> [Required work]:
Rescale the entries between the line holding "Task: locate the puppy's" and the line holding "190;316;309;491", inclusive, and write out only those lines, requests included, with each bounding-box coordinate in the answers multiplied by 2.1 and rounded to a whole number, halves rounding up. Leave the numbers in the requests and their format samples unchanged.
────────────────────
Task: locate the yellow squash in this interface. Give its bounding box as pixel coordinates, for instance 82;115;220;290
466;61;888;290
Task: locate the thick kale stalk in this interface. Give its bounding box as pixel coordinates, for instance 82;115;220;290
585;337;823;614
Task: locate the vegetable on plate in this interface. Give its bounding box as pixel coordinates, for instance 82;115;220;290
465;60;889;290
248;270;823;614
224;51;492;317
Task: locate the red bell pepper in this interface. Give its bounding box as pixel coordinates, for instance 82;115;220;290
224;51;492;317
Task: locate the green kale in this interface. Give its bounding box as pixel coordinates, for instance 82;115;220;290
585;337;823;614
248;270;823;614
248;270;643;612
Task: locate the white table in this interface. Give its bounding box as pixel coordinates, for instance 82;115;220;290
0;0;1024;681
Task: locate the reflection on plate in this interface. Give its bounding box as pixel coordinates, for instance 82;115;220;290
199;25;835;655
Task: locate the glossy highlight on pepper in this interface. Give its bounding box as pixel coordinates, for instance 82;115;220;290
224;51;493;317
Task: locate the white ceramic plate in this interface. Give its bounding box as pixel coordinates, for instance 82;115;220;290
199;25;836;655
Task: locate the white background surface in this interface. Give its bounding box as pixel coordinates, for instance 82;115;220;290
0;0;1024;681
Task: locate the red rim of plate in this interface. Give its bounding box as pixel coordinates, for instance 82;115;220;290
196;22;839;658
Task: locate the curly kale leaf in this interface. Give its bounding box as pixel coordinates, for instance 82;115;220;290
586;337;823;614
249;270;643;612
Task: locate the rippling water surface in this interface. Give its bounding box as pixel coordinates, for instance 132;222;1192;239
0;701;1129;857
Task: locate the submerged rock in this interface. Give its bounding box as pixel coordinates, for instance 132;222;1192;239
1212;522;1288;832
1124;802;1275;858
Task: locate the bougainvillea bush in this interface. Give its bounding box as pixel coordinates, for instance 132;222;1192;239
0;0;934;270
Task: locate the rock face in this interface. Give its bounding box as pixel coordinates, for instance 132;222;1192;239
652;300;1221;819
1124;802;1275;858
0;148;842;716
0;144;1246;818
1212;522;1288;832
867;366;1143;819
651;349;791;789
────────────────────
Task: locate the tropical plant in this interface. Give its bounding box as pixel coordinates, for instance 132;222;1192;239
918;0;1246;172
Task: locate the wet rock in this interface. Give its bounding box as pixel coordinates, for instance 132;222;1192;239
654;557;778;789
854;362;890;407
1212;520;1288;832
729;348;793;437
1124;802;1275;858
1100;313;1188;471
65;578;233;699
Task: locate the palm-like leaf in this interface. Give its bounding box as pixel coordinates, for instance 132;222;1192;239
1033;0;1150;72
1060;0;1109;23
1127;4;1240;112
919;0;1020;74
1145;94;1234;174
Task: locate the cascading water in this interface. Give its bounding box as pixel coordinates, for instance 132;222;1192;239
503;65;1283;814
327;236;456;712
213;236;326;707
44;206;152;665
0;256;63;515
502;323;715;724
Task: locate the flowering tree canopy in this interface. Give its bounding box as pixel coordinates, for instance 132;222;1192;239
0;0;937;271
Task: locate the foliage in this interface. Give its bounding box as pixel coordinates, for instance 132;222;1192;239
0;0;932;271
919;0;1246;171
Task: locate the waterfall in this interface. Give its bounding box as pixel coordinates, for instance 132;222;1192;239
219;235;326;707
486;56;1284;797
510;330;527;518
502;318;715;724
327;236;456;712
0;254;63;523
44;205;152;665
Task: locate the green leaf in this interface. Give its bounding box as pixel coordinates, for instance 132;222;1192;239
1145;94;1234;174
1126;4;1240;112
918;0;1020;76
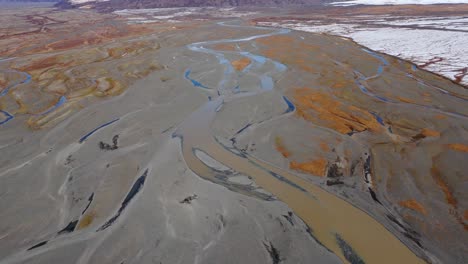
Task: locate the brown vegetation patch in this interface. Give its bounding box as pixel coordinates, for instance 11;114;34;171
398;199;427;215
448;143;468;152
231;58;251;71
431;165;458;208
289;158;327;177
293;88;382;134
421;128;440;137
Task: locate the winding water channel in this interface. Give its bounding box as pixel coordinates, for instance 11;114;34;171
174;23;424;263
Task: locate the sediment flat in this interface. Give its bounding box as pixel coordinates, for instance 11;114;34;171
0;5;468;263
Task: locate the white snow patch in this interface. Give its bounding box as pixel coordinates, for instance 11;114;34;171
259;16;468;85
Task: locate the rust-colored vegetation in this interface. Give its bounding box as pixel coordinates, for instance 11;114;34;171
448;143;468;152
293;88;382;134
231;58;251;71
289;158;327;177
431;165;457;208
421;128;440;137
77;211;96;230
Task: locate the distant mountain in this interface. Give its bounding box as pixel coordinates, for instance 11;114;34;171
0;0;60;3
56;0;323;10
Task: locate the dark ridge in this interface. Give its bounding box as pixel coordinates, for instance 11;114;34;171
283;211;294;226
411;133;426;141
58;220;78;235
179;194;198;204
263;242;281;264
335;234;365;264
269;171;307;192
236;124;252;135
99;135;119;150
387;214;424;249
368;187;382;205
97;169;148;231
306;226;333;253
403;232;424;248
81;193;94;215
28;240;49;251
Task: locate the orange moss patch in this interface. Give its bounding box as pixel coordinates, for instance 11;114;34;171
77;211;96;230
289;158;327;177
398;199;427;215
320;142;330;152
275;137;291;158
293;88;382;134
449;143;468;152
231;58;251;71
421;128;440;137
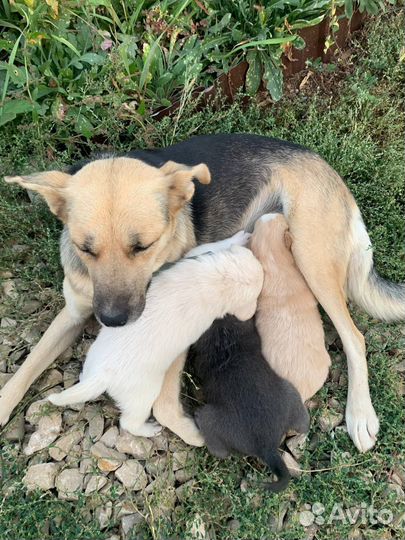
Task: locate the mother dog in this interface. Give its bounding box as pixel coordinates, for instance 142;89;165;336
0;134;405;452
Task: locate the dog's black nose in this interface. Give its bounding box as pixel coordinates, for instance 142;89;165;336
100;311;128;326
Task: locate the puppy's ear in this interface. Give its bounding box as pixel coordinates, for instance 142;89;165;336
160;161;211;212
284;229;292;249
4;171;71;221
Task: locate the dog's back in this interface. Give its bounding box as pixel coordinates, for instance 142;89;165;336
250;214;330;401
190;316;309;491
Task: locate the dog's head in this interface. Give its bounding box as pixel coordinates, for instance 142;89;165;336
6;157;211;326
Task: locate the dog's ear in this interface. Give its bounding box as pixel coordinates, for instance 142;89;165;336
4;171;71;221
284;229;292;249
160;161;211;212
────────────────────
> [Written reply]:
Task: locate the puppy's ear in this interface. Give its bounding box as pixel coordinates, for instance 142;89;165;336
336;338;443;445
596;481;613;523
8;359;149;464
Task: locate the dog's back in this interface. Give its bounding box as pixel coordinates, for instance 142;89;165;336
525;449;693;842
399;664;649;1031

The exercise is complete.